**Vorliegender Text:**
--------------------------------------------------

1997, noch kein Label

Michael "Biddi" Bittermann - Vocals
Ulrich "Umpf" M. Stilla - Guitars
Matthias "Mazel" Ratsch - Bass
Rainer Novak - Drums

Vorab...

Zugegebenermaßen: Der Alternative/Grunge hat es schon verdammt schwer sich bei mir im Plattenregal einzubürgern. Das mag wohl daran liegen, daß sich derzeit eher elegischer Death Metal, Gothic Metal und Progressive Metal über meinen Plattenteller bzw. durch die Laserabtaststrahlen bewegen, kurzum also: extrem komplexe Songstrukturen (z.B. die alten Fates Warning Alben), krankhafter Abwechslungsreichtum (Waltari's "Big Bang"), Melancholie (insbes. Tiamat's "A deeper kind of slumber") und nordisch vernebelte elegisch düstere Sakrileg-Gewitter (Dimmu Borgir).

--------------------------------------------------

**Bereitgestellte Daten:**
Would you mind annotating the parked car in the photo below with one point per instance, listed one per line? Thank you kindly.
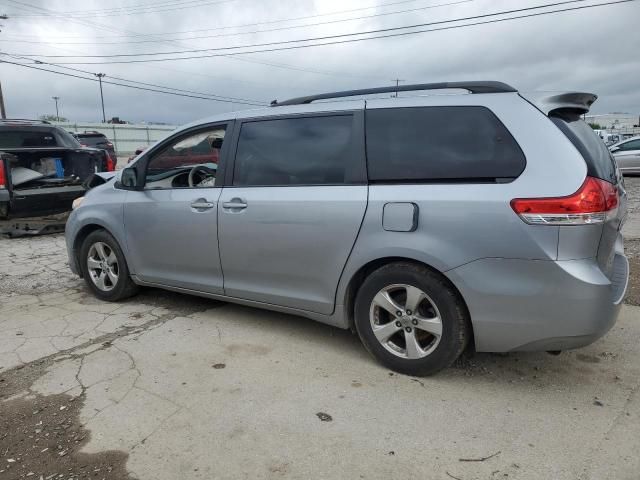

--------------------------------------------------

**Aufgabe 1:** Gib aus dem vorliegenden Text den Abschnitt von „Zugegebenermaßen: Der Alternative/Grunge“ bis „Sakrileg-Gewitter (Dimmu Borgir).“ wortgetreu zurück.
**Aufgabe 2:** Wer spielt laut dem vorliegenden Text den Bass?

**Schriftliche Antwort 1:**
Zugegebenermaßen: Der Alternative/Grunge hat es schon verdammt schwer sich bei mir im Plattenregal einzubürgern. Das mag wohl daran liegen, daß sich derzeit eher elegischer Death Metal, Gothic Metal und Progressive Metal über meinen Plattenteller bzw. durch die Laserabtaststrahlen bewegen, kurzum also: extrem komplexe Songstrukturen (z.B. die alten Fates Warning Alben), krankhafter Abwechslungsreichtum (Waltari's "Big Bang"), Melancholie (insbes. Tiamat's "A deeper kind of slumber") und nordisch vernebelte elegisch düstere Sakrileg-Gewitter (Dimmu Borgir).

**Schriftliche Antwort 2:** Matthias "Mazel" Ratsch